— Begin —
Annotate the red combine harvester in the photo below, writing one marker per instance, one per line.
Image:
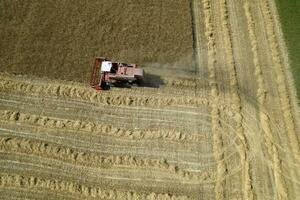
(106, 72)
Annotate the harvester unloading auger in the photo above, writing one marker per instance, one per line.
(106, 73)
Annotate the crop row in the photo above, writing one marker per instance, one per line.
(215, 112)
(85, 94)
(85, 158)
(30, 183)
(243, 148)
(264, 119)
(98, 128)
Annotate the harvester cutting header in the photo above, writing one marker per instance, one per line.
(106, 73)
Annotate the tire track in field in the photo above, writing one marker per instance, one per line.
(215, 112)
(86, 94)
(236, 99)
(96, 128)
(281, 189)
(35, 183)
(90, 159)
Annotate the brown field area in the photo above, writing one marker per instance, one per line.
(217, 116)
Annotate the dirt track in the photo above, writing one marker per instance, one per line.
(227, 129)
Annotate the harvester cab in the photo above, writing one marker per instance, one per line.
(106, 73)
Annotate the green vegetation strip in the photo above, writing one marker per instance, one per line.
(289, 12)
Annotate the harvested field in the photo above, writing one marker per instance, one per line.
(217, 117)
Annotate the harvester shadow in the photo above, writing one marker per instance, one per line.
(150, 81)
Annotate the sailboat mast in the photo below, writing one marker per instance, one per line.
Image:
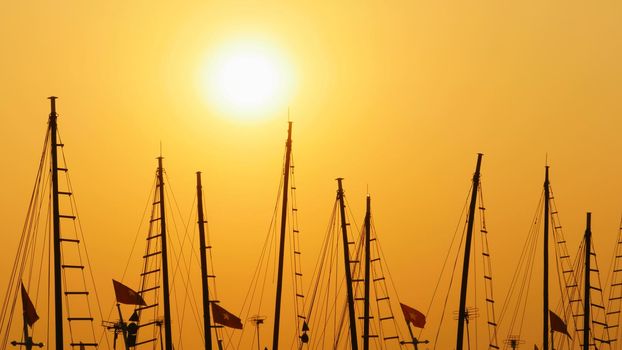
(586, 302)
(58, 292)
(545, 304)
(367, 273)
(207, 327)
(346, 256)
(166, 292)
(467, 256)
(279, 285)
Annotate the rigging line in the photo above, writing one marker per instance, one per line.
(533, 230)
(259, 271)
(451, 280)
(392, 281)
(7, 297)
(148, 204)
(191, 295)
(453, 240)
(526, 284)
(317, 272)
(74, 205)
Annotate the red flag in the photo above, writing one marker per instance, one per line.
(225, 318)
(413, 316)
(125, 295)
(557, 324)
(30, 314)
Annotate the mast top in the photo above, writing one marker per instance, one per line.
(52, 105)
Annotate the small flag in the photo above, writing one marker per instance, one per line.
(416, 318)
(125, 295)
(30, 314)
(557, 324)
(225, 318)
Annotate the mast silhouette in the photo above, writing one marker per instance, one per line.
(346, 256)
(367, 273)
(166, 292)
(586, 302)
(58, 292)
(545, 304)
(467, 255)
(279, 285)
(207, 328)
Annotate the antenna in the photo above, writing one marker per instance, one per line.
(514, 341)
(546, 159)
(258, 320)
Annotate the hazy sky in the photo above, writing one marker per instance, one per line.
(397, 97)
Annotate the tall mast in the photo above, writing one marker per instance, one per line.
(586, 302)
(346, 256)
(545, 304)
(279, 285)
(166, 293)
(467, 256)
(207, 327)
(58, 291)
(367, 273)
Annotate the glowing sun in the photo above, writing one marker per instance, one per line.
(247, 80)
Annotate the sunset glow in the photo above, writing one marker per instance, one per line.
(247, 80)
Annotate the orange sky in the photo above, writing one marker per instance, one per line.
(398, 97)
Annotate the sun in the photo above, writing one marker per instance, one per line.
(247, 80)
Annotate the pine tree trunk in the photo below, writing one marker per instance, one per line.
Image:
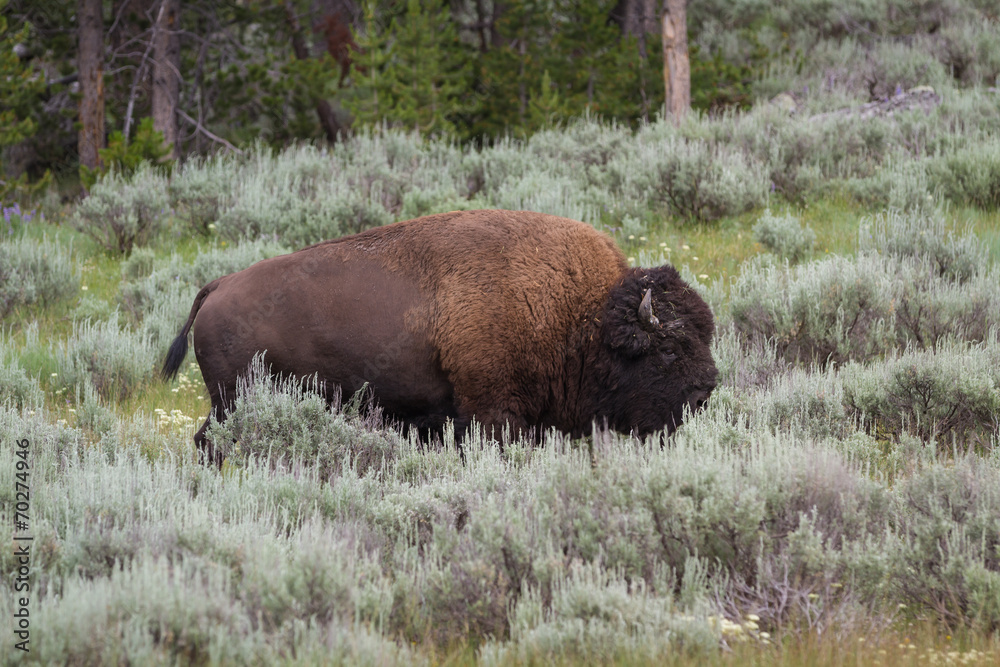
(166, 72)
(328, 119)
(676, 63)
(639, 18)
(90, 59)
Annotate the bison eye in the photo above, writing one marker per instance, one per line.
(667, 358)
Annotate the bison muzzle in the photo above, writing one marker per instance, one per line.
(513, 319)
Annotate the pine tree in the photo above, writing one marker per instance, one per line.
(370, 100)
(415, 75)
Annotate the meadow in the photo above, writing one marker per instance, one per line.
(837, 502)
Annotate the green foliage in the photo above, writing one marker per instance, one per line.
(912, 283)
(718, 84)
(416, 73)
(809, 494)
(20, 87)
(285, 421)
(158, 303)
(784, 236)
(35, 272)
(124, 211)
(197, 193)
(18, 390)
(946, 395)
(128, 157)
(115, 360)
(970, 175)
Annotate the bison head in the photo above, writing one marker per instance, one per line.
(656, 334)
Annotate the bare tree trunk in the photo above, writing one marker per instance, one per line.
(676, 63)
(328, 119)
(90, 61)
(166, 72)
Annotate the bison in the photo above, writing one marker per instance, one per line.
(511, 318)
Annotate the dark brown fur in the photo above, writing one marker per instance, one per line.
(511, 318)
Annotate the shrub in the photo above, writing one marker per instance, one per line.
(695, 179)
(924, 237)
(784, 236)
(17, 388)
(970, 175)
(834, 309)
(146, 150)
(116, 361)
(138, 265)
(142, 294)
(33, 271)
(199, 190)
(948, 556)
(950, 394)
(121, 212)
(284, 420)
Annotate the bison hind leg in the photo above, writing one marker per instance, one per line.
(207, 451)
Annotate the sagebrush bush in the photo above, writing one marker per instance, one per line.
(138, 265)
(911, 283)
(17, 388)
(694, 179)
(33, 271)
(124, 212)
(970, 175)
(784, 236)
(947, 395)
(116, 360)
(284, 420)
(832, 309)
(955, 256)
(169, 290)
(198, 191)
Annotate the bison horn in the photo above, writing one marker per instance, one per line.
(646, 309)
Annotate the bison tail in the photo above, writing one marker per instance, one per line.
(178, 349)
(175, 356)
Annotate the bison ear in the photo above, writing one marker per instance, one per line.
(646, 315)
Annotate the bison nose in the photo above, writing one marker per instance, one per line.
(698, 399)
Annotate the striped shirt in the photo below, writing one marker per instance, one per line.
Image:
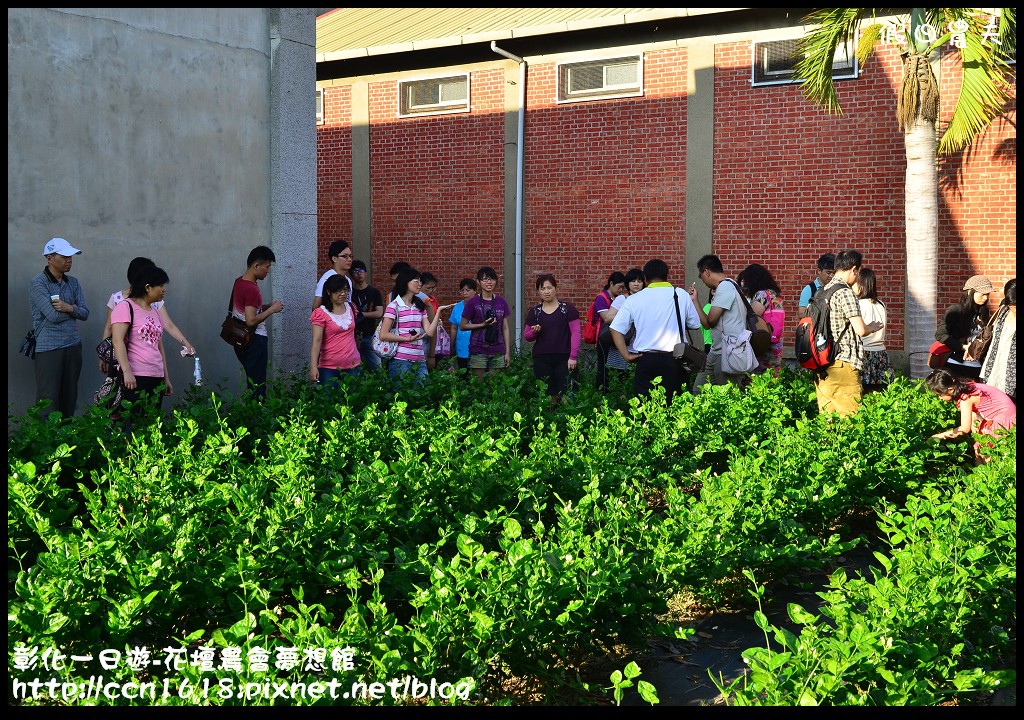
(55, 330)
(410, 322)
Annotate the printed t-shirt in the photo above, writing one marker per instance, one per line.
(142, 338)
(410, 320)
(475, 311)
(338, 348)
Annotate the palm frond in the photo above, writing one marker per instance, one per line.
(982, 97)
(829, 28)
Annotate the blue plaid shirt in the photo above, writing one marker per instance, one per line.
(55, 330)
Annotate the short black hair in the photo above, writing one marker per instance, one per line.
(546, 278)
(260, 253)
(336, 249)
(333, 285)
(148, 276)
(655, 269)
(135, 265)
(709, 262)
(848, 259)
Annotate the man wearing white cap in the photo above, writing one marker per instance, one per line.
(57, 303)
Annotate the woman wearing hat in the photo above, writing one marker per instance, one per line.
(962, 323)
(57, 306)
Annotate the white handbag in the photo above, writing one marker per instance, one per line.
(737, 355)
(386, 348)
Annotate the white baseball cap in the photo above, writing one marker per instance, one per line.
(60, 247)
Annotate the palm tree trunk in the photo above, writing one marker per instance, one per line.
(921, 204)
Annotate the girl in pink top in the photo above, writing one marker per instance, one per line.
(407, 322)
(983, 409)
(334, 349)
(137, 331)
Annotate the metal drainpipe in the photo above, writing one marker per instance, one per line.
(520, 184)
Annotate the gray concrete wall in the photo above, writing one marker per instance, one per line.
(185, 135)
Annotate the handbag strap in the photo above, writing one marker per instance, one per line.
(750, 310)
(679, 319)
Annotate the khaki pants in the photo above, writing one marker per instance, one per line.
(840, 391)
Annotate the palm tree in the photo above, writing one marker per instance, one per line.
(981, 98)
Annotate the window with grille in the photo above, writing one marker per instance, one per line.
(434, 95)
(774, 62)
(615, 77)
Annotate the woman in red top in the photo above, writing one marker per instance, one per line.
(983, 409)
(334, 349)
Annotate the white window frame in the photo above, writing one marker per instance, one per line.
(563, 70)
(440, 108)
(849, 68)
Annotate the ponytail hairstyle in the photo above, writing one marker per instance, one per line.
(331, 286)
(401, 281)
(943, 382)
(866, 286)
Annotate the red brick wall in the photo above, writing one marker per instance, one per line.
(977, 202)
(334, 173)
(437, 186)
(605, 180)
(793, 181)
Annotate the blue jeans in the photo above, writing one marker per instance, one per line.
(254, 360)
(397, 368)
(330, 376)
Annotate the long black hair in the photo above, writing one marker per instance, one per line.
(401, 281)
(866, 287)
(756, 278)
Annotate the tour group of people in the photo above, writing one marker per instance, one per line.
(641, 319)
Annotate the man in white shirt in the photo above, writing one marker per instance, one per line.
(652, 312)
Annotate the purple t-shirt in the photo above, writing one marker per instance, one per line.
(475, 311)
(556, 334)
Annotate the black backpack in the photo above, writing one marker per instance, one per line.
(815, 346)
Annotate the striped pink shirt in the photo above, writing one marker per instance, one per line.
(410, 321)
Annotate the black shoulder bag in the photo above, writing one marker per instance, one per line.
(691, 358)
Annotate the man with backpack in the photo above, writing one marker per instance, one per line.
(826, 266)
(837, 384)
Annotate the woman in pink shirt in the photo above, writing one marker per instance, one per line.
(983, 409)
(137, 331)
(334, 349)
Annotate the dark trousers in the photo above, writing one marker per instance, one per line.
(554, 368)
(602, 366)
(654, 365)
(254, 360)
(56, 379)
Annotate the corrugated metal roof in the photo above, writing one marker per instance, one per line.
(359, 32)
— End —
Retype, exactly and only, the lines running from the one with "Annotate the tour" through the final line of the listing above.

Annotate the tour group of people in the photo above, writing one marker per instance, one per line.
(641, 319)
Annotate the man in white shirt in the photo above, writing one marker per instance, one per line.
(652, 312)
Annotate the purple t-shirt in the photo above, writing one marker per instance, one per line.
(475, 311)
(556, 334)
Annotate the black backpack in the photo above, writing one marker per instance, one per line.
(815, 346)
Annotate the striped pink shirt in the photo above, writing one marker per instance, one per line.
(410, 321)
Annotate the black shoulder bag in the photo above, writing one marker per instance, one per line.
(691, 358)
Annotate the man with backpack in the photo above, writing one marker per instance, one per line.
(826, 266)
(837, 384)
Annotate the woman in pink shirt in the photo above, writing one marker per instance, one per line.
(983, 409)
(137, 331)
(334, 349)
Annotate the dark trousers in the photo above, writing one marker per instance, one per line.
(554, 368)
(602, 366)
(654, 365)
(254, 360)
(56, 379)
Annotate the corrugated metal roof in the photo above, writing one marker per instance, one per line.
(359, 32)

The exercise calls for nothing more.